- _Selection_:
--

Yeliz Açar (born 19 December 1997) is a Turkish-born Azerbaijani footballer who plays as a forward for Kadınlar 1. Ligi club Fatih Vatan Spor  and the Azerbaijan women's national team. She has been a member of the Turkey women's national under-17 football team, and later of the Azerbaijan national team.

Club career 

Açar obtained her license from Zeytinburnu Spor on 19 March 2010. She made her debut in the 2011–12 Women's Second League season for Istanbul Nurçelik Spor, which was renamed the next season Akdeniz Nurçelik Spor. She then signed with Lüleburgaz 39 Spor in September 2013. However, her club withdrew from the league, and according to the Turkish Football Federation's regulation, she was not allowed to transfer to any other club in the 2013–14 season. In the second half of that season, she moved to Kdz. Ereğlispor to play in the 2013–14 Women's First League. After a brief appearance in Karadeniz Ereğli, she returned to Istanbul and joined Beşiktaş J.K. in the Turkish Women's Third Football League. At the end of the 2014–15 season, she enjoyed her team's promotion to the Women's Second League, and the next season her team's promotion to the Women's First League. After three seasons, she signed with Fatih Vatan Spor to play in the 2017–18 Women's First league.

--

- _Stated exercise 1_:
Decide whether each statement agrees with the passage on Yeliz Açar, answering yes or no and quoting the deciding words: (a) Açar obtained her license from Zeytinburnu Spor; (b) when Açar joined Beşiktaş J.K., the club played in the Turkish Women's Third Football League; (c) Açar signed with Fatih Vatan Spor to play in the 2016–17 Women's First League.
- _Stated exercise 2_:
Proceed with the passage on Yeliz Açar from the point at which it stops.

--

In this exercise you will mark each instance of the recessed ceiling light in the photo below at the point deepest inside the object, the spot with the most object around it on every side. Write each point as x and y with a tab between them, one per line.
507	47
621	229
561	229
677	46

--

- _Task result 1_:
(a) Yes: "Açar obtained her license from Zeytinburnu Spor on 19 March 2010."
(b) Yes: "joined Beşiktaş J.K. in the Turkish Women's Third Football League"
(c) No: "she signed with Fatih Vatan Spor to play in the 2017–18 Women's First league."

- _Task result 2_:
International career

Turkey 
Açar was a member of the Turkey girls' U-17 team in a friendly match against Switzerland in March 2013.

Azerbaijan 
Açar became a member of the Azerbaijan women's national football team. Açar played in three matches of the UEFA Women's Euro 2022 qualifying Group D, and three matches of the 2023 FIFA Women's World Cup qualification – UEFA Group E.

Career statistics 
.

Honours 
Turkish Women's First Football League
 Beşiktaş J.K.
 Runners-up (1): 2016–17

 Fatih Vatan Spor
 Runners-up /1): 2020–21

Turkish Women's Second Football League
 Beşiktaş J.K.
 Winners (1): 2015–16

Turkish Women's Third Football League
 Beşiktaş J.K.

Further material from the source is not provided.